■ Parts of the exercise ■
A. Decide whether each statement agrees with the Big Data excerpt, answering yes or no for each and quoting the words of the excerpt that settle it: (i) Julià Minguillón teaches at the Universitat Oberta de Catalunya. (ii) Teresa Sancho is a professor at a different institution from Minguillón's. (iii) The excerpt limits the use of Big Data to health and education.
B. According to the Big Data excerpt, where was Minguillón's statement about macro data published?
C. Extend the Big Data excerpt beyond its final paragraph on privacy and anonymity, keeping its subject and tone.

■ Document section ■
Being able act in a timely manner when it comes to health issues saves lives. And regarding education, data analysis helps reduce academic failure. “The macro data allows us to know our students better, their study habits and what works best for them when facing learning processes in order to offer more personalized itineraries adapted to each student,” says Julià Minguillón, professor of Computer Sciences, Multimedia and Telecommunication Studies at the Universitat Oberta de Catalunya (UOC), in an article published on the institution’s website.

Teresa Sancho, who is a professor in the same institution, adds in the same article that “being able to react on the spot, not only when the course is finished, giving everyone what they need, is definitely a good thing.”

In fact, that’s what Big Data is about: giving everyone what they need. It obviously applies to health and education, but also to banking, the fashion industry, sports, energy sources and so on. The management of data allows for the creation of strategies and actions that aim towards simple process optimization. In a word, it’s a matter of efficiency.

Privacy and anonymity

To what extent is data anonymous? To what extent is privacy preserved? That’s the question users must ask the moment they generously provide their data. In fact, users are not always aware that’s what they are doing and, if they do, most of the time they really don’t know what this process of data-giving entails.

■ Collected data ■
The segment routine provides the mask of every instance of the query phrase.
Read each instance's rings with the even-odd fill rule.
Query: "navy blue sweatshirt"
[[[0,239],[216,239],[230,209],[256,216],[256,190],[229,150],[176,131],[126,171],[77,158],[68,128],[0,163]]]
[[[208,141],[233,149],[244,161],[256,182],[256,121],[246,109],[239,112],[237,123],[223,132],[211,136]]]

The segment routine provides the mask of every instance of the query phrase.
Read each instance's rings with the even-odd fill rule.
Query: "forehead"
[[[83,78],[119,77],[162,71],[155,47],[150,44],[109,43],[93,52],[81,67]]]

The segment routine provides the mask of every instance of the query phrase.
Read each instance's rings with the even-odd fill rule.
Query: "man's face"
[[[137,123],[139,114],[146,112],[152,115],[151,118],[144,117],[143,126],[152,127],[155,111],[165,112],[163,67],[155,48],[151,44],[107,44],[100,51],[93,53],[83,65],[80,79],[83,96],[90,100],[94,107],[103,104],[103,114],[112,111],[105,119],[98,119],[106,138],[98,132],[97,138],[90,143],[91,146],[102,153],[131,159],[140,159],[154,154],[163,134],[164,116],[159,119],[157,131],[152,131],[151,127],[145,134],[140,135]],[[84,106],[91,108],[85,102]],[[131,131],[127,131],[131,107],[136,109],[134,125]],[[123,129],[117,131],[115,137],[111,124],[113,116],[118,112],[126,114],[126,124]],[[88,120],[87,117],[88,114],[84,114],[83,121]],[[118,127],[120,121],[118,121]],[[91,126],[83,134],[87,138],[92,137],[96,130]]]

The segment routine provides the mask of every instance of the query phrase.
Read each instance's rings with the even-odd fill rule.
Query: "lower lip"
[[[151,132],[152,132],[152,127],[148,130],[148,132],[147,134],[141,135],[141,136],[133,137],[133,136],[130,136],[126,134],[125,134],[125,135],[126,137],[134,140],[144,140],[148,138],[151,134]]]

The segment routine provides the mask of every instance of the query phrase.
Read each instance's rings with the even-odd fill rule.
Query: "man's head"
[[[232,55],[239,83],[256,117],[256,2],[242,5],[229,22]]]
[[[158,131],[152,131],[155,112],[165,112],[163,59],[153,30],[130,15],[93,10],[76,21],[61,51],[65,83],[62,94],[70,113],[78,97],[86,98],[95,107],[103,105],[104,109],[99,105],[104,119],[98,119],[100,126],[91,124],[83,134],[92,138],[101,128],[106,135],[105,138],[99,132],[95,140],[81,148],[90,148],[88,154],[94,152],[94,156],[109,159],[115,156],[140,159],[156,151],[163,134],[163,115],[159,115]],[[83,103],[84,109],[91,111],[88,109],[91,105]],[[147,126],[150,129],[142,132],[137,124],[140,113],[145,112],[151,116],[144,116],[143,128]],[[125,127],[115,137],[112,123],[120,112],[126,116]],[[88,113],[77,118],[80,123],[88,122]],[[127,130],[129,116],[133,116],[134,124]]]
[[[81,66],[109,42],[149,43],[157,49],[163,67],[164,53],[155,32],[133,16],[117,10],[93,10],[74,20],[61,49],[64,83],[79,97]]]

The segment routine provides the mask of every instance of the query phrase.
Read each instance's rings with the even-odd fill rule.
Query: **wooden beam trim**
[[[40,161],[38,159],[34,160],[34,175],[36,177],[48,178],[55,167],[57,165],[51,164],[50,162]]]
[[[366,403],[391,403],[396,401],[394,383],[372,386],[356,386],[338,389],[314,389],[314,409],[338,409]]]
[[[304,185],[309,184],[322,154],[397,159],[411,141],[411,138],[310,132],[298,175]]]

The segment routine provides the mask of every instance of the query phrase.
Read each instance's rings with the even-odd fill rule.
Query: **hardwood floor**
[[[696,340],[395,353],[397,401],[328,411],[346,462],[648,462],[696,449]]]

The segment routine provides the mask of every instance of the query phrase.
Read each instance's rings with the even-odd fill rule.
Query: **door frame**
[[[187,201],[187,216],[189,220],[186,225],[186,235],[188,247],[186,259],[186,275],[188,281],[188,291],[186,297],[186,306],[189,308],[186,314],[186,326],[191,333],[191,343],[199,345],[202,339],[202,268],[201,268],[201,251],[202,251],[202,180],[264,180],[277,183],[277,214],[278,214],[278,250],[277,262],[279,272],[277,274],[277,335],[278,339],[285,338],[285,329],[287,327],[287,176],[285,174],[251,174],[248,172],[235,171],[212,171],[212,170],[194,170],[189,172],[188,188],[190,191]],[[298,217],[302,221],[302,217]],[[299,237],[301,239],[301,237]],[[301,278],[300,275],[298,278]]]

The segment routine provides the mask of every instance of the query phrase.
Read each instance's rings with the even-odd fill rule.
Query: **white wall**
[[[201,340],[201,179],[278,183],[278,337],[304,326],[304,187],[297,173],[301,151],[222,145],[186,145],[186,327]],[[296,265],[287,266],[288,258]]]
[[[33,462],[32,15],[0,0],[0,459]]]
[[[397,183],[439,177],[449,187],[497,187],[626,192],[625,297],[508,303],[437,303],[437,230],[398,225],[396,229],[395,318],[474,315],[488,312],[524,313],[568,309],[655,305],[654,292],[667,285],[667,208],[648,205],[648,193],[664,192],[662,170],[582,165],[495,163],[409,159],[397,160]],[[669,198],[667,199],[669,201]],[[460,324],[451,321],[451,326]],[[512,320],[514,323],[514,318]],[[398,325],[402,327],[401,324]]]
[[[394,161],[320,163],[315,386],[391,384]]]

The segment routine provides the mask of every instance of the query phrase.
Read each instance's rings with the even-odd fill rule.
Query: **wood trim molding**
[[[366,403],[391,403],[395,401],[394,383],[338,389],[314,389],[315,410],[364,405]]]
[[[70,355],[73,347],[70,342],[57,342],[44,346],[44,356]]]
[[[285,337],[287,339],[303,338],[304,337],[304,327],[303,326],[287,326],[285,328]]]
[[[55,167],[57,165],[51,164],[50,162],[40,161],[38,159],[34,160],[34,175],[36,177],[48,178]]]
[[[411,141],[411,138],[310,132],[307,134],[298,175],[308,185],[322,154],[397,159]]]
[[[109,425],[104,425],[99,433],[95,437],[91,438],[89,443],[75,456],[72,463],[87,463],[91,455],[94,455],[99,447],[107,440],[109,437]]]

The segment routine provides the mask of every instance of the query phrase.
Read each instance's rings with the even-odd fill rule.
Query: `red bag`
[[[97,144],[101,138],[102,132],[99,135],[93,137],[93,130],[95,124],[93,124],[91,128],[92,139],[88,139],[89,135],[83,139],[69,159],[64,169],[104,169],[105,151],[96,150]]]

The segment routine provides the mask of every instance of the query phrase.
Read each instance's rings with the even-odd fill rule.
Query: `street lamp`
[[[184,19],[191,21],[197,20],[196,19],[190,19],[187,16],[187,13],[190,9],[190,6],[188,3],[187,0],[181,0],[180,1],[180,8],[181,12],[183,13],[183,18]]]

■ Written answers ■
A.
(i) Yes: "professor of Computer Sciences, Multimedia and Telecommunication Studies at the Universitat Oberta de Catalunya (UOC)"
(ii) No: "Teresa Sancho, who is a professor in the same institution"
(iii) No: "It obviously applies to health and education, but also to banking, the fashion industry, sports, energy sources and so on."

B. In an article on the website of the Universitat Oberta de Catalunya (UOC).

C.
Tascón and Collaut’s book also explains how legislation usually applies general data protection principles to each sector (may it be business, research, education and so on). However, in the very same book, Iñaki Pariente de la Prada, the director of the Basque Data Protection Agency, points out that updating rules and regulations is important because “the current one was made when we still had no internet. We are now living in a world in which everyone walks down the street with several devices on.”

So what happens when the data is so abundant that it is impossible to get consent from everyone, all the time, while data is being produced? The data must be made anonymous, so that it is not linked to specific individuals, allowing for their identification. It is a basic principle of both privacy, identity safety and respect for private property (which, yes, includes data).

In addition, the ownership of such data is another of the aspects that generates the more controversy, and on which most current legislation has not yet established clear norms. There is no specific law concerning Big Data, but according to Pariente De La Prada, administrations and companies worldwide are indeed obliged to publish a declaration that explains whether they are going to respect or not certain privacy policies and how will they do it (or not) when engaging in massive data analysis.

“The only thing that is clear is that the company that facilitates the means to pull up a database has a series of rights on it. On the contrary, in relation to the ownership of information generated from Big Data there are no explicit rules, so one will necessarily have to follow general principles of law, as well as by what ends up being established in the contractual relations between the different parties involved,” explained Alejandro Sánchez del Campo, a lawyer who is specialized in technology, in the FIDE Blog of the Spanish journal El Confidencial.

From Big Data to Smart Data

“Data is a treasure when there is knowledge in it. Profiting from such ‘gold’ will depend a lot on the questions we ask ourselves, and how imaginative and skillful we are,” says Teresa Sancho, from the UOC.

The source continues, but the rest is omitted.